Your instructions: Copy the rows below word for word, from the line with "Can you find the horse's head?" to the line with "[[540, 95]]", including both of those lines. Leave out the picture.

Dataset records:
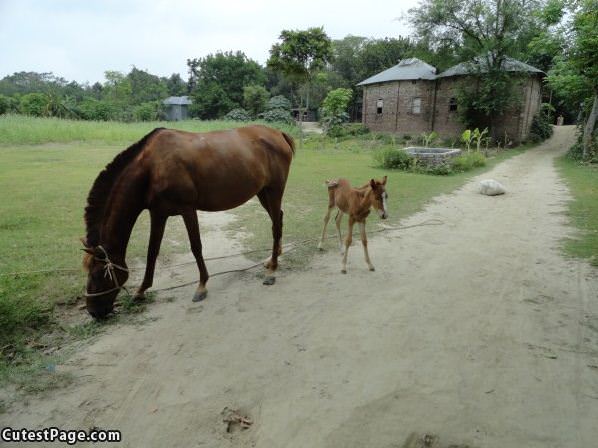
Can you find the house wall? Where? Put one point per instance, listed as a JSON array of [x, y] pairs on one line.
[[397, 112], [397, 116]]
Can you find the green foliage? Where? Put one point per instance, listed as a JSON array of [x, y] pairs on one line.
[[34, 104], [219, 80], [278, 102], [238, 115], [541, 128], [147, 111], [255, 98], [393, 158], [300, 54], [467, 161], [277, 115]]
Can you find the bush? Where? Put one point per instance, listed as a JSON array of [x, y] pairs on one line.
[[34, 104], [467, 161], [394, 159], [541, 128], [348, 130], [146, 112], [278, 102], [238, 115], [277, 115]]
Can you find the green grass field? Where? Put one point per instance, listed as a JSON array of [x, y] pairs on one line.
[[48, 166], [583, 210]]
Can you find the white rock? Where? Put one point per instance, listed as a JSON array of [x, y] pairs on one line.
[[491, 187]]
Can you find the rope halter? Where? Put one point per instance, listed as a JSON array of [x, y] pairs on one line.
[[109, 272]]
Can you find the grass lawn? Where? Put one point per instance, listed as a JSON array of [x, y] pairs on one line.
[[48, 166], [583, 210]]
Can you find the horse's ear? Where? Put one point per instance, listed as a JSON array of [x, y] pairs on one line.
[[86, 247]]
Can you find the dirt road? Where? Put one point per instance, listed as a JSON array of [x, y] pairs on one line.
[[478, 331]]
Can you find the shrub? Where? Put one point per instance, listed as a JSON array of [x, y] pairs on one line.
[[467, 161], [254, 99], [277, 115], [238, 114], [146, 112], [348, 130], [35, 104], [278, 102], [394, 159], [541, 128]]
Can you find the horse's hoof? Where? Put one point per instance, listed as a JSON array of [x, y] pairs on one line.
[[269, 280], [199, 296]]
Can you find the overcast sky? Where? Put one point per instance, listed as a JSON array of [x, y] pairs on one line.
[[80, 39]]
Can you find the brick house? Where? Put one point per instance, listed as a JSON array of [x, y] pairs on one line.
[[411, 98]]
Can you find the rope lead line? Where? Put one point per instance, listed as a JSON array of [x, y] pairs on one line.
[[290, 246]]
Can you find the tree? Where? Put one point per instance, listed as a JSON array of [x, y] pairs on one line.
[[301, 54], [486, 32], [576, 73], [254, 99], [218, 81]]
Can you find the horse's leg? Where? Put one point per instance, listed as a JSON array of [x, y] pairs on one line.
[[190, 218], [326, 219], [158, 222], [364, 243], [348, 242], [271, 200], [338, 219]]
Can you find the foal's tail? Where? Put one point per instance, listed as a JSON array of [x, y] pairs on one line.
[[290, 141]]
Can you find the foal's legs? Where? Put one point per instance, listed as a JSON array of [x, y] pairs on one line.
[[338, 219], [158, 222], [326, 219], [348, 242], [190, 218], [364, 243], [271, 201]]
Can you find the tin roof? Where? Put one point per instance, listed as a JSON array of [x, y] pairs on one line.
[[177, 100], [411, 68], [414, 68], [480, 64]]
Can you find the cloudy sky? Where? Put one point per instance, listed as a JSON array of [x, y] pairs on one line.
[[80, 39]]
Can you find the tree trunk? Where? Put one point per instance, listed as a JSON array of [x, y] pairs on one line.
[[589, 128]]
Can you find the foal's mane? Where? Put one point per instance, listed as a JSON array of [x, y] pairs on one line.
[[102, 186]]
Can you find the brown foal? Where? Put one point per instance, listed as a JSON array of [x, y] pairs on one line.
[[356, 202]]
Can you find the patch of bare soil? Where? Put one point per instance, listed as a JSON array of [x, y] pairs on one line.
[[476, 333]]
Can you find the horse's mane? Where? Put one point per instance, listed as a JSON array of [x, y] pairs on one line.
[[102, 186]]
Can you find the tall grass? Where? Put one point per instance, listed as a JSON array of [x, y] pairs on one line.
[[25, 130]]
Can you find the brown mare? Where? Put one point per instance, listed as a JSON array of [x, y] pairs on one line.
[[172, 172], [356, 202]]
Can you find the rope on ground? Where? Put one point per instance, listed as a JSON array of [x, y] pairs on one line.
[[289, 247]]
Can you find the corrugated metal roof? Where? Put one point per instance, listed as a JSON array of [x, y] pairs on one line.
[[411, 68], [480, 64], [177, 100]]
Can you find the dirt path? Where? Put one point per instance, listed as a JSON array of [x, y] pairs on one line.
[[478, 331]]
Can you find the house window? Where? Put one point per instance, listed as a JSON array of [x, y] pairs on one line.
[[416, 106], [453, 105]]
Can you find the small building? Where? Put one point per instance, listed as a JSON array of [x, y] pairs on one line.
[[410, 98], [177, 107]]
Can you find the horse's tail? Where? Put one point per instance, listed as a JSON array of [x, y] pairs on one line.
[[290, 141]]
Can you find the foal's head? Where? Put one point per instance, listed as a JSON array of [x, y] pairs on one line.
[[104, 280], [380, 197]]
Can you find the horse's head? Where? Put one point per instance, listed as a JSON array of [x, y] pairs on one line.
[[104, 280], [380, 196]]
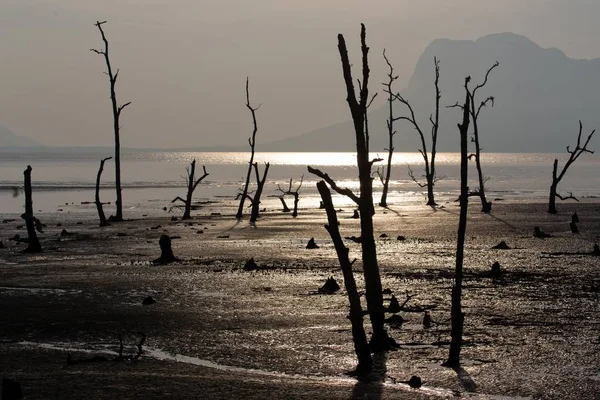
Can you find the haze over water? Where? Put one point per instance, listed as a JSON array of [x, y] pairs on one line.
[[157, 177]]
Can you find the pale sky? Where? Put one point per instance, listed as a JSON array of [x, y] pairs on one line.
[[184, 63]]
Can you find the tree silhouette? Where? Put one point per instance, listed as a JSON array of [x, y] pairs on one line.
[[191, 183], [116, 109], [556, 177], [430, 174], [380, 341]]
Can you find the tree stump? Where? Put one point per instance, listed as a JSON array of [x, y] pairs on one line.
[[166, 252]]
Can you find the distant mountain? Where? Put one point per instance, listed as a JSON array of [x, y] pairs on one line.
[[540, 96], [9, 139]]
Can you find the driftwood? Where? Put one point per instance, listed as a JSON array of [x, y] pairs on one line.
[[101, 216], [116, 109]]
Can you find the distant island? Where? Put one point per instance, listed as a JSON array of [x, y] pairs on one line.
[[540, 95]]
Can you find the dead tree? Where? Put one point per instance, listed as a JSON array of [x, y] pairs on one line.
[[116, 109], [252, 143], [457, 316], [430, 175], [383, 172], [359, 337], [556, 177], [380, 340], [295, 193], [192, 183], [30, 221], [260, 184], [103, 221]]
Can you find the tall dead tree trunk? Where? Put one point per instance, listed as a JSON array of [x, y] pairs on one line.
[[486, 206], [116, 109], [260, 184], [101, 216], [30, 221], [380, 341], [359, 337], [556, 177], [252, 143], [192, 184], [295, 193], [430, 175], [457, 316], [385, 180]]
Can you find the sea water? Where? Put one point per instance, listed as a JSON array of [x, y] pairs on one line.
[[62, 177]]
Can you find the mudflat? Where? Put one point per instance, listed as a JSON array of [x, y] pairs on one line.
[[217, 331]]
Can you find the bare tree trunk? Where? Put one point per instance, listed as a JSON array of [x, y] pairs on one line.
[[34, 243], [101, 216], [259, 189], [116, 109], [252, 143], [556, 177], [356, 315], [391, 133], [430, 177], [457, 315], [380, 340]]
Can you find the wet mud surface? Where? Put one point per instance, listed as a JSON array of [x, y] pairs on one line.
[[217, 331]]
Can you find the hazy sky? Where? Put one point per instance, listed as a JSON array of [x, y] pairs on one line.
[[184, 62]]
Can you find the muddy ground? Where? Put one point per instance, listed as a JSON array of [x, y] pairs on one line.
[[217, 331]]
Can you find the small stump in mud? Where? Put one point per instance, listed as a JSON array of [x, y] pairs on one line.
[[540, 234], [575, 218], [331, 286], [574, 228], [501, 246], [496, 270], [166, 253], [311, 244], [251, 265], [415, 382]]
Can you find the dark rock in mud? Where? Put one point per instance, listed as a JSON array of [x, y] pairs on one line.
[[574, 228], [311, 244], [355, 239], [148, 301], [415, 382], [496, 270], [331, 286], [502, 246], [394, 306], [427, 320], [251, 265], [395, 321], [540, 234]]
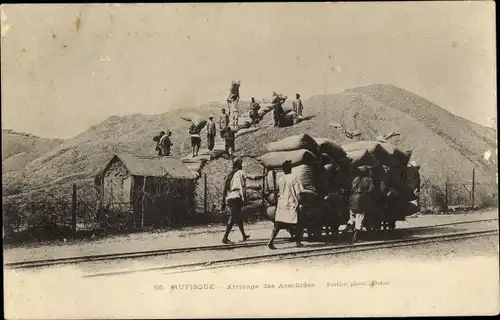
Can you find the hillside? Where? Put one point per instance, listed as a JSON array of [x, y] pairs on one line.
[[446, 146], [87, 153], [18, 149]]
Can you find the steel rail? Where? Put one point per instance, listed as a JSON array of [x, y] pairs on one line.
[[303, 253], [151, 253]]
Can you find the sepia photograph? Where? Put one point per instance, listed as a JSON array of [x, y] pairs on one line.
[[249, 160]]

Task result:
Can you find the horse's head? Where? Put one point per instance, listed as a JSON array of [x, y] pairs on one line.
[[104, 280], [380, 196]]
Can you find the haze over water? Where? Put one point per instance, listed as a JSON array of [x, y] pairs on one line.
[[157, 177]]
Can you find the pale sky? Where? Put one point per instance, listed as a JSON array of [x, y] pairs on one line.
[[184, 63]]
Can you find the tree silhouette? Where? Put one point per instance, listed as a JSON array of [x, y] pairs on one line.
[[191, 183], [116, 109], [556, 177], [430, 174], [380, 341]]
Can you find the tree stump? Where? Put one point per instance, listed as a JSON array of [x, y] pairs on one line.
[[166, 252]]
Can you find the distant mountain? Where? Put one point per instance, listed as a JSON array of [x, y] pairs on one line.
[[540, 96], [9, 139]]
Can you find the driftwood? Where? Put one point per instance, listed as a JSON array of [x, y] pairs on one line.
[[101, 216], [116, 109]]
Can you find the distant island? Where? Put one point per instance, listed as a JSON array of [x, y] pairs on one line.
[[540, 95]]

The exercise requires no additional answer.